[Collected data entries]
----

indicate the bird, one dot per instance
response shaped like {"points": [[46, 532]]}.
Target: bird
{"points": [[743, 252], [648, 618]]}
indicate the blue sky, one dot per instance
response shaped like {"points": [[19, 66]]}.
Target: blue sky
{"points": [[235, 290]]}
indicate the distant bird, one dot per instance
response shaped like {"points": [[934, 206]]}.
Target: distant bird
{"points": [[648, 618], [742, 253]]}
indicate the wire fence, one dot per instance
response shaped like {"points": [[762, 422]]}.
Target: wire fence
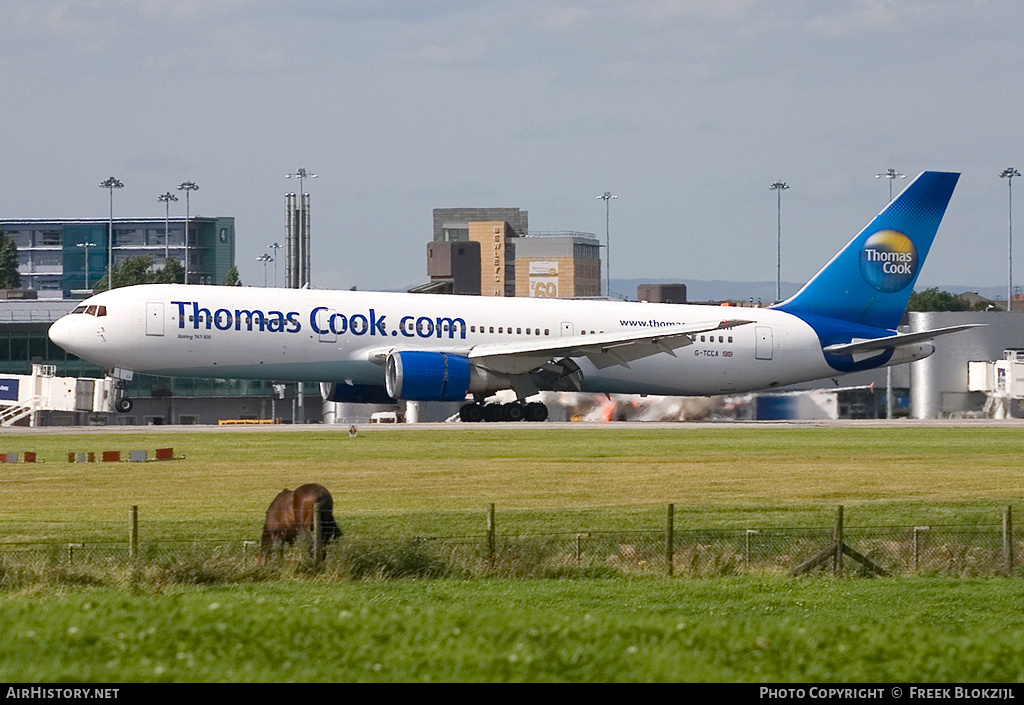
{"points": [[901, 550]]}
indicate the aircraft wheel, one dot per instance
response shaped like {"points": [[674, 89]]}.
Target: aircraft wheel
{"points": [[471, 413], [537, 412], [513, 412]]}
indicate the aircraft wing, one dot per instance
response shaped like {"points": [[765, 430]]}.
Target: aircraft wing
{"points": [[894, 340], [603, 349]]}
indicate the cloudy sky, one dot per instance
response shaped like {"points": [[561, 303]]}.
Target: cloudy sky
{"points": [[687, 110]]}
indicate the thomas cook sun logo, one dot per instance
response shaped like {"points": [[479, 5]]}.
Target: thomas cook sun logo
{"points": [[889, 260]]}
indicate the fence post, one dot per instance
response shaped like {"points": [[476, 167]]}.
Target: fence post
{"points": [[491, 532], [670, 538], [919, 533], [317, 547], [133, 532], [1008, 540], [838, 561]]}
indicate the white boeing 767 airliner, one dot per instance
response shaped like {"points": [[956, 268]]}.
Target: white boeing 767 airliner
{"points": [[376, 347]]}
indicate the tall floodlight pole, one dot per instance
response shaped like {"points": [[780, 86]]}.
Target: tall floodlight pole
{"points": [[264, 258], [607, 197], [166, 200], [87, 245], [302, 255], [111, 183], [778, 188], [892, 175], [274, 247], [187, 187], [1009, 174]]}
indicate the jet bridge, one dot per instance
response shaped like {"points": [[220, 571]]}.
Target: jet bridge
{"points": [[23, 396], [1001, 380]]}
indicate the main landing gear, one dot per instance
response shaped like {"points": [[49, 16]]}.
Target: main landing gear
{"points": [[513, 411]]}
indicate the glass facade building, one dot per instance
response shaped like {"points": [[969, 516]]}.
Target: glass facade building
{"points": [[64, 258]]}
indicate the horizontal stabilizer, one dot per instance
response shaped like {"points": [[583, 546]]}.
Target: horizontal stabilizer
{"points": [[893, 341]]}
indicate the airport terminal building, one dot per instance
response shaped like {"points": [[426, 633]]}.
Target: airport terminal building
{"points": [[64, 257]]}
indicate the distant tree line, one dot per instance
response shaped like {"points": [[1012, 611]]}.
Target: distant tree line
{"points": [[934, 299], [138, 270]]}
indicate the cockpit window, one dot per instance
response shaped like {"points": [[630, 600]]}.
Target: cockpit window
{"points": [[90, 310]]}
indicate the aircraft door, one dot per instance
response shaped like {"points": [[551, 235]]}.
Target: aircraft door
{"points": [[154, 318], [763, 342]]}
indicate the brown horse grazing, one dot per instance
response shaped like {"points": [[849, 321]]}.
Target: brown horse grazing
{"points": [[291, 513]]}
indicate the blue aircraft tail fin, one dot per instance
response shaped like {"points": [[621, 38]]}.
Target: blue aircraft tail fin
{"points": [[869, 282]]}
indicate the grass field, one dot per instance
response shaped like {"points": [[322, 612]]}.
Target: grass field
{"points": [[427, 482]]}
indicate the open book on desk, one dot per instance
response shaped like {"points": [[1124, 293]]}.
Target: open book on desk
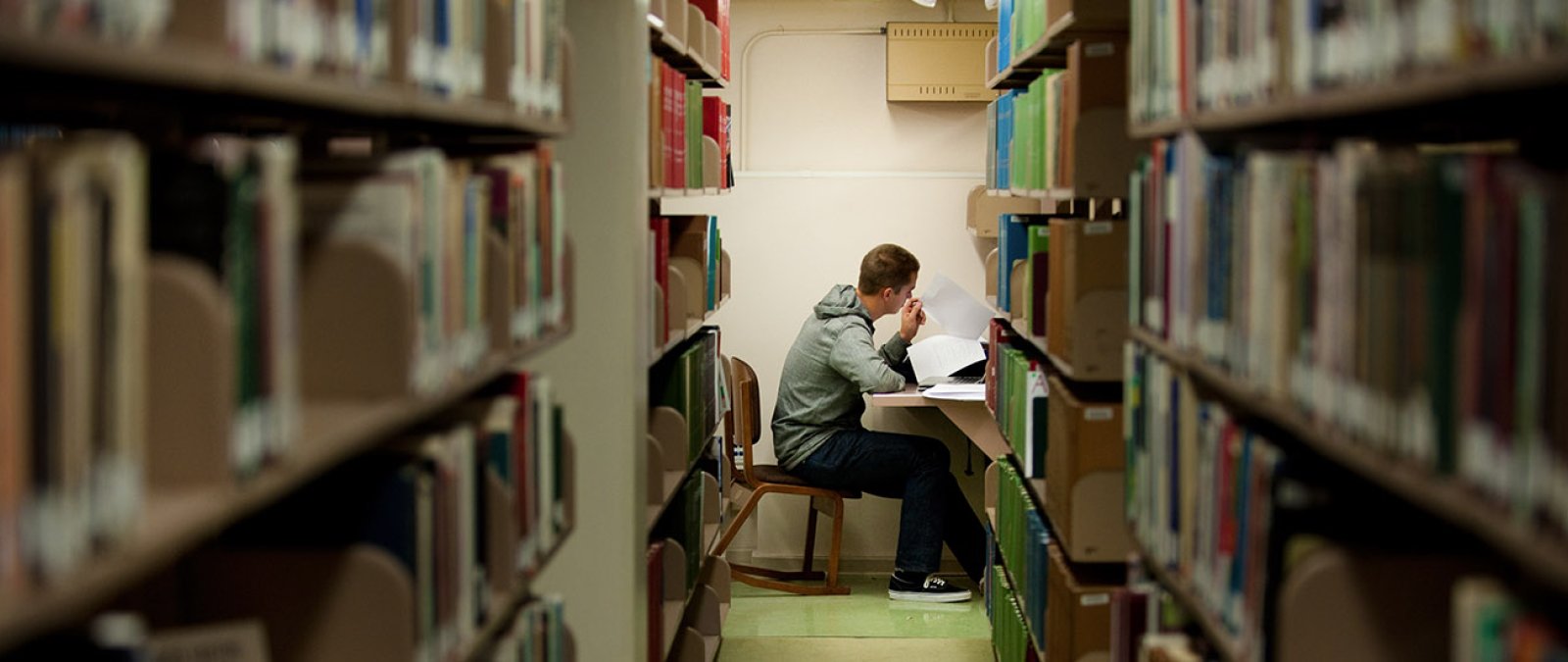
{"points": [[958, 348]]}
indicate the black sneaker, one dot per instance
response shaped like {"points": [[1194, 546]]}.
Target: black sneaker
{"points": [[930, 588]]}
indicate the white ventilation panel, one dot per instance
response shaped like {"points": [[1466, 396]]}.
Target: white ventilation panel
{"points": [[938, 62]]}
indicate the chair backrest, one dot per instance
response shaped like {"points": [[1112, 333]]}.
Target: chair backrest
{"points": [[749, 415]]}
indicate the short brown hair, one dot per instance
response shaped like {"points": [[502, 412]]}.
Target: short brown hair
{"points": [[886, 266]]}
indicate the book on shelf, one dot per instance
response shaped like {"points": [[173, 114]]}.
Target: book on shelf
{"points": [[74, 293]]}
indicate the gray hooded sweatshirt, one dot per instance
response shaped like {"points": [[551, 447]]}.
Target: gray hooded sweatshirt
{"points": [[830, 366]]}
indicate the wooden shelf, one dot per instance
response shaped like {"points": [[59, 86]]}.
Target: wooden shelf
{"points": [[179, 521], [1537, 556], [694, 324], [1051, 49], [208, 83], [1407, 96], [1219, 640], [480, 648], [708, 191], [681, 57]]}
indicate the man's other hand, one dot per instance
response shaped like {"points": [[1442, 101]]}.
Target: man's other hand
{"points": [[909, 319]]}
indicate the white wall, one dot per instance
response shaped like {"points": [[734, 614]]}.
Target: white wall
{"points": [[828, 170]]}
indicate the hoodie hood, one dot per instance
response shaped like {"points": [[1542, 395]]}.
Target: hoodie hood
{"points": [[843, 301]]}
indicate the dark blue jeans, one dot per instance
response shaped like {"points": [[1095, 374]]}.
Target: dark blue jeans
{"points": [[914, 470]]}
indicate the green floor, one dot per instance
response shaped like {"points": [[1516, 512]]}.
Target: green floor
{"points": [[862, 627]]}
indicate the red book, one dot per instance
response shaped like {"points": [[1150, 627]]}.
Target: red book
{"points": [[713, 127], [723, 38], [661, 228], [678, 118], [522, 450]]}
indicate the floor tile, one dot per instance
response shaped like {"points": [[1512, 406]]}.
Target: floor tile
{"points": [[866, 612], [854, 650]]}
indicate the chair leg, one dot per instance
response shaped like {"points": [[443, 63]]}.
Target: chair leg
{"points": [[734, 525], [811, 536], [838, 536]]}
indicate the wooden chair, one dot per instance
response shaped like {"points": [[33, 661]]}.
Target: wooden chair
{"points": [[758, 481]]}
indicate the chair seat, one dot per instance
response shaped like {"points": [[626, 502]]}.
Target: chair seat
{"points": [[776, 474]]}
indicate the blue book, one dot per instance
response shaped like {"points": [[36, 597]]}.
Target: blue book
{"points": [[1004, 34], [1011, 245]]}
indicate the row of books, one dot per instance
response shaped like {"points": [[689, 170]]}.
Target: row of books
{"points": [[1397, 295], [682, 578], [1200, 494], [692, 382], [705, 33], [1065, 130], [117, 21], [689, 259], [104, 237], [73, 337], [1071, 617], [1008, 628], [1016, 392], [689, 132], [538, 635], [439, 220], [1066, 280], [1027, 128], [510, 52], [1192, 57], [1023, 536], [466, 510], [1490, 623]]}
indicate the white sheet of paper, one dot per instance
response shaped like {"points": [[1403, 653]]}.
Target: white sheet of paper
{"points": [[956, 392], [956, 309], [943, 355]]}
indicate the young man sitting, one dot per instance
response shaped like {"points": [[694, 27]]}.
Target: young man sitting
{"points": [[817, 432]]}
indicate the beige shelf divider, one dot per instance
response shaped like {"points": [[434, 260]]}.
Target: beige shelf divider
{"points": [[710, 167], [357, 322], [674, 591], [656, 473], [694, 278], [689, 648], [1338, 604], [723, 274], [190, 377], [501, 525], [703, 619], [678, 301], [710, 510], [318, 606]]}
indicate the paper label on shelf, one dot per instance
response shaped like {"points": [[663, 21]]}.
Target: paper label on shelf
{"points": [[1100, 49], [220, 642]]}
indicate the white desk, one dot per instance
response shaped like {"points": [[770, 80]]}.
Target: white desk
{"points": [[972, 418]]}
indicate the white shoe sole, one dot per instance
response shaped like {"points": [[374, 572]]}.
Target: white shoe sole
{"points": [[924, 596]]}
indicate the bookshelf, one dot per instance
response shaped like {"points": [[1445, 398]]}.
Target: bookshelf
{"points": [[1223, 645], [684, 505], [1051, 49], [161, 93], [1476, 91], [1544, 560], [1380, 125]]}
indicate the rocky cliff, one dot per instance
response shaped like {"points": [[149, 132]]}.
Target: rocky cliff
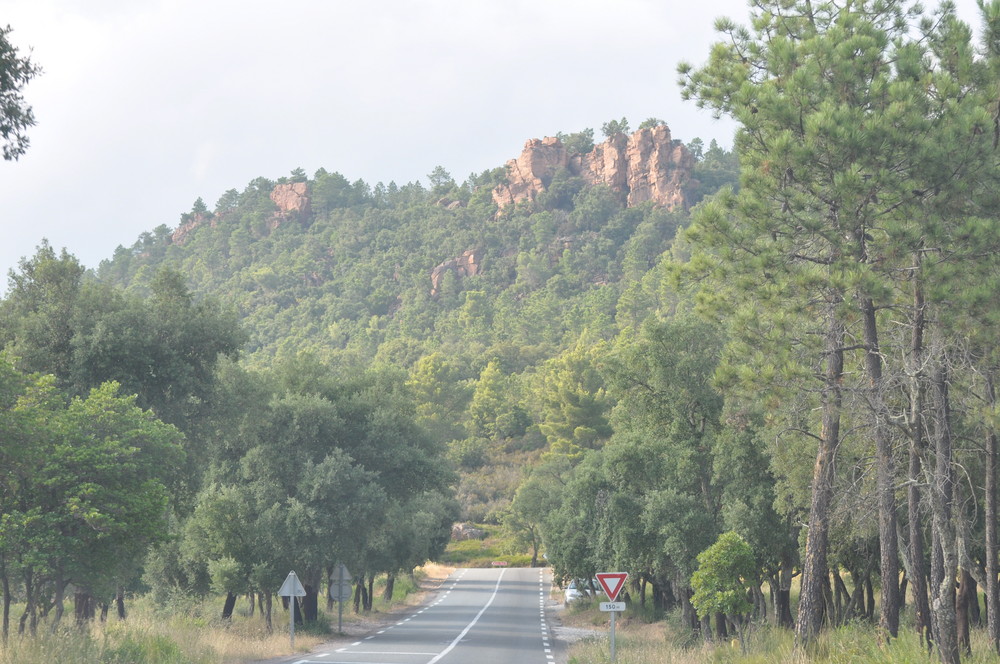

----

# Task requirements
Starting at the line above that holds "Target: chair backrest" and ending at the line that holds "indicate the book on", transcribe each line exactly and include no other lines.

# Task output
Target: chair backrest
{"points": [[749, 415]]}
indicate the short brown hair, one dot per instance
response shaped like {"points": [[502, 412]]}.
Target: short brown hair
{"points": [[886, 266]]}
indicate the book on shelf, one dot per instance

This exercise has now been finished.